Written problem → Reproduce every one of the rows below verbatim, line by line in the same order.

Coordinate labeling data →
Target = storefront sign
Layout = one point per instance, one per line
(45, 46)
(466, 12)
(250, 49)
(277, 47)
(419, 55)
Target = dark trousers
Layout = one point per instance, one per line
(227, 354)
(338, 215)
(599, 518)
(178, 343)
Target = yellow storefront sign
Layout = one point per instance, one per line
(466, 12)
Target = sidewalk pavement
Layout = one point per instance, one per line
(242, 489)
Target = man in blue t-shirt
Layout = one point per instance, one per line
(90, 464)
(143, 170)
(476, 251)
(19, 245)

Solution to this task →
Target = storefront sign
Layout = one point per instance, one per line
(45, 46)
(466, 12)
(250, 49)
(277, 47)
(419, 55)
Target = dark trousers
Layout = one point per instance, one per line
(227, 354)
(338, 215)
(599, 518)
(178, 343)
Target = yellow storefront sign
Layout = one point per instance, one per line
(466, 12)
Target = sidewalk pavement
Layout = one point per instance, one per line
(242, 489)
Target = man in blue t-shirt
Layout = one point per instance, one per line
(90, 464)
(143, 170)
(476, 251)
(19, 245)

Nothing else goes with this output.